EXERCISE DETAILS: An exact reproduction of the records is required, with all images left out.

GIVEN DATA:

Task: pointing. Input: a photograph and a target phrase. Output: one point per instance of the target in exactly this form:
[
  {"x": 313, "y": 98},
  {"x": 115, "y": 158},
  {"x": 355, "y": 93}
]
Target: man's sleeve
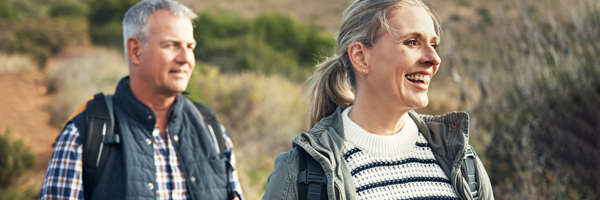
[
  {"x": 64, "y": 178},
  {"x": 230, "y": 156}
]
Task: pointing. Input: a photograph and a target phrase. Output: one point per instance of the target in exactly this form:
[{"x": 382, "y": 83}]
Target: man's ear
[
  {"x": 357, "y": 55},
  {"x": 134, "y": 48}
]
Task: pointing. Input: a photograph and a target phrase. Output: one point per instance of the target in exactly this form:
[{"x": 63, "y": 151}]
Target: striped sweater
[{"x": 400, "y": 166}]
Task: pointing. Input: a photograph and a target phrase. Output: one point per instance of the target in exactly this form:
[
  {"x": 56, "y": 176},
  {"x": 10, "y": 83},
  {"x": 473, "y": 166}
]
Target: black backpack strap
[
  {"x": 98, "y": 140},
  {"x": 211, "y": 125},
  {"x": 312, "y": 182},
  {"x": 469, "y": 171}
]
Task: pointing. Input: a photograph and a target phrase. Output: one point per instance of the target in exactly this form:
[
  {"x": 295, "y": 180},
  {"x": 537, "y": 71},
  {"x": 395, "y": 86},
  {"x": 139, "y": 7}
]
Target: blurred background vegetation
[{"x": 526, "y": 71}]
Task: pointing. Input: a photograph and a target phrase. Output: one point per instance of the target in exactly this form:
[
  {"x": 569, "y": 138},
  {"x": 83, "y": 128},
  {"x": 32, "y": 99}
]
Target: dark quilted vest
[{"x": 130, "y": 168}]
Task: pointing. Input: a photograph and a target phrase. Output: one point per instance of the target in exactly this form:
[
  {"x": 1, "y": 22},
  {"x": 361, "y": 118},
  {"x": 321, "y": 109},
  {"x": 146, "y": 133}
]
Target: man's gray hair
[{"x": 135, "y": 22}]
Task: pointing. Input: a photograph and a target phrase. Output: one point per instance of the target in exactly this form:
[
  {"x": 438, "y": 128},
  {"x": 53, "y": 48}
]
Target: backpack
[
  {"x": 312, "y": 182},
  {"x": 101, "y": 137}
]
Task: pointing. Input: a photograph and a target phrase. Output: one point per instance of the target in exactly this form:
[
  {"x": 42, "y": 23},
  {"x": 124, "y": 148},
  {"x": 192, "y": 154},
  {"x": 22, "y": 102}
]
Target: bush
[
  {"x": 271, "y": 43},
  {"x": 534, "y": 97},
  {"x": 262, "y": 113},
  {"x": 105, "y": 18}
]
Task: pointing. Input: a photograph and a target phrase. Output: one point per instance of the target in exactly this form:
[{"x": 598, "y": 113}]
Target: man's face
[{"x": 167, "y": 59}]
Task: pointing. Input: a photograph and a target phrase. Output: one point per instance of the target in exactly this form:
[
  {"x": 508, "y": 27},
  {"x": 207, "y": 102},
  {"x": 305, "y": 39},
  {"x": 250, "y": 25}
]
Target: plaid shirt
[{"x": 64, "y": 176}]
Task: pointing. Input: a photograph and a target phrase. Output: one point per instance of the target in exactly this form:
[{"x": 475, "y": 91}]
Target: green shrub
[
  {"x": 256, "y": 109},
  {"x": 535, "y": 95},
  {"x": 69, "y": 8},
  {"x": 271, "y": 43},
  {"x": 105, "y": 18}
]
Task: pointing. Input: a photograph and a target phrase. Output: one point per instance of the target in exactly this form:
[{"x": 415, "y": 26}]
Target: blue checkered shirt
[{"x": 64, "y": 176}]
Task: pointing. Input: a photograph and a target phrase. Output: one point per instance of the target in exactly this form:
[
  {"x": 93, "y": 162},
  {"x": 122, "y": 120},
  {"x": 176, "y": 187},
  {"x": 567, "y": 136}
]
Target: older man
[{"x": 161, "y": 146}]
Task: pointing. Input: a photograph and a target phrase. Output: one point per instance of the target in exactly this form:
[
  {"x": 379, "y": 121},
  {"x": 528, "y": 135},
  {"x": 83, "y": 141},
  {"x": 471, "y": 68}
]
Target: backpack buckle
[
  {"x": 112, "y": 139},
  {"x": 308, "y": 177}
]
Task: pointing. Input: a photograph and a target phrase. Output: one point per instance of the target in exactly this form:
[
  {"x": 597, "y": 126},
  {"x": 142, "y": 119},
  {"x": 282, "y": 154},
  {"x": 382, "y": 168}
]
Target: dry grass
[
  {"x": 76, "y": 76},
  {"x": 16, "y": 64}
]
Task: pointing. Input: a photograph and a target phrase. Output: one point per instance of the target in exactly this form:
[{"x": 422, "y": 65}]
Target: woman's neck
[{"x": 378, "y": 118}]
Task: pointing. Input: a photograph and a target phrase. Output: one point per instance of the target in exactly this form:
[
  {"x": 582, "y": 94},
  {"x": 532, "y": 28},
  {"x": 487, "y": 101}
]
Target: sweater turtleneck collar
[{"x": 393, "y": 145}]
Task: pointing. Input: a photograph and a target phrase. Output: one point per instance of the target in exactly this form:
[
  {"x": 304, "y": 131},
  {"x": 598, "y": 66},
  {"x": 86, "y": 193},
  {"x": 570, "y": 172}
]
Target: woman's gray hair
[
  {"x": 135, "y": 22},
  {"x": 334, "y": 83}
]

FINAL RESULT:
Task: pointing. Input: a photograph and a target phrase. Output: one point per instance of the target in exactly this form:
[
  {"x": 313, "y": 98},
  {"x": 115, "y": 158},
  {"x": 355, "y": 93}
]
Target: man's sleeve
[
  {"x": 64, "y": 178},
  {"x": 230, "y": 156}
]
Task: pointing. Input: a photograph and a target phrase. Output: one point per instance of the target in exactly this form:
[{"x": 382, "y": 83}]
Target: man's ear
[
  {"x": 357, "y": 55},
  {"x": 134, "y": 48}
]
Task: pointing. Input: a photograph and a target phrase. Output: one point per instance of the target in exactly this form:
[{"x": 63, "y": 151}]
Target: striped sweater
[{"x": 400, "y": 166}]
Task: pointing. Input: a photograph and a target phrase. Output: one point per instance of the target in exactly this form:
[
  {"x": 56, "y": 176},
  {"x": 10, "y": 83},
  {"x": 473, "y": 166}
]
Target: black backpack strap
[
  {"x": 98, "y": 140},
  {"x": 211, "y": 125},
  {"x": 312, "y": 182},
  {"x": 469, "y": 171}
]
Task: pointing. Input: a photograph and a target phrase. Output: one point per instance of the target in exactly this form:
[
  {"x": 295, "y": 180},
  {"x": 537, "y": 71},
  {"x": 395, "y": 86},
  {"x": 139, "y": 7}
]
Target: blurred background vegetation
[{"x": 526, "y": 71}]
Task: pointing. Input: a photograph and a target phrase. Output: one point per instance of the target in exactly this form:
[
  {"x": 569, "y": 138},
  {"x": 83, "y": 128},
  {"x": 32, "y": 99}
]
Target: dark quilted vest
[{"x": 130, "y": 168}]
Task: pointing. Input: a photograph and a target phrase. Output: one point per instance of the target in exactly this form:
[
  {"x": 1, "y": 22},
  {"x": 361, "y": 118},
  {"x": 321, "y": 109},
  {"x": 146, "y": 133}
]
Target: man's gray hair
[{"x": 135, "y": 22}]
Task: pointing. Input: a photograph and a target phrase. Output: one point per instance of the target in exactly this form:
[
  {"x": 438, "y": 128},
  {"x": 53, "y": 48}
]
Target: backpack
[
  {"x": 312, "y": 182},
  {"x": 101, "y": 137}
]
Task: pointing. Input: a photograph and a target phrase. Output: one point per instance of the target in exactly this form:
[
  {"x": 42, "y": 23},
  {"x": 124, "y": 148},
  {"x": 192, "y": 154},
  {"x": 22, "y": 102}
]
Target: bush
[
  {"x": 271, "y": 43},
  {"x": 534, "y": 97},
  {"x": 262, "y": 113},
  {"x": 105, "y": 18}
]
Task: pointing. Input: a photograph and a target phrase. Output: one point per instance of the target in exactly this form:
[{"x": 598, "y": 113}]
Target: man's face
[{"x": 167, "y": 59}]
Task: pointing. Input: a photograph and a target phrase. Output: one point per instance of the target in exactly this form:
[
  {"x": 508, "y": 27},
  {"x": 207, "y": 102},
  {"x": 305, "y": 39},
  {"x": 250, "y": 25}
]
Target: plaid shirt
[{"x": 64, "y": 176}]
Task: pointing. Input: a photograph and a target phrase. Output: one point per instance of the target in exactly this form:
[{"x": 475, "y": 91}]
Target: green shrub
[
  {"x": 256, "y": 109},
  {"x": 535, "y": 95},
  {"x": 69, "y": 8},
  {"x": 271, "y": 43},
  {"x": 105, "y": 18}
]
Task: pointing. Input: a photograph and a target phrase. Output: one point per instance of the target in exactly this form:
[{"x": 415, "y": 26}]
Target: blue checkered shirt
[{"x": 64, "y": 176}]
Task: pointing. Input: a photograph and a target phrase. Output: one point per instance of the target in exactly this form:
[
  {"x": 93, "y": 162},
  {"x": 122, "y": 120},
  {"x": 176, "y": 187},
  {"x": 567, "y": 136}
]
Target: older man
[{"x": 161, "y": 146}]
Task: pointing. Input: a photograph and a target phrase. Output: one point per instance of the target in exactly this form:
[
  {"x": 379, "y": 121},
  {"x": 528, "y": 135},
  {"x": 83, "y": 141},
  {"x": 471, "y": 68}
]
Target: backpack buckle
[
  {"x": 112, "y": 139},
  {"x": 308, "y": 177}
]
Task: pointing. Input: a photograph and a target phrase. Output: one point per instance of the target in exactly this form:
[
  {"x": 597, "y": 126},
  {"x": 142, "y": 119},
  {"x": 282, "y": 154},
  {"x": 382, "y": 168}
]
Target: dry grass
[
  {"x": 76, "y": 76},
  {"x": 16, "y": 64}
]
Task: pointing. Input: a photograph and a target phrase. Output: one point per instance of the target in exactly this form:
[{"x": 422, "y": 65}]
Target: woman's neck
[{"x": 378, "y": 118}]
Task: pointing. Input: a photograph and a target phrase. Output: one point per instance of the target in exactly this form:
[
  {"x": 582, "y": 94},
  {"x": 532, "y": 28},
  {"x": 487, "y": 101}
]
Target: sweater turtleneck collar
[{"x": 393, "y": 145}]
Task: pointing. Input: a photograph and a target phrase. Output: one point per instance of the target in exactly this form:
[
  {"x": 304, "y": 131},
  {"x": 598, "y": 66},
  {"x": 86, "y": 193},
  {"x": 570, "y": 172}
]
Target: woman's gray hair
[
  {"x": 135, "y": 22},
  {"x": 334, "y": 83}
]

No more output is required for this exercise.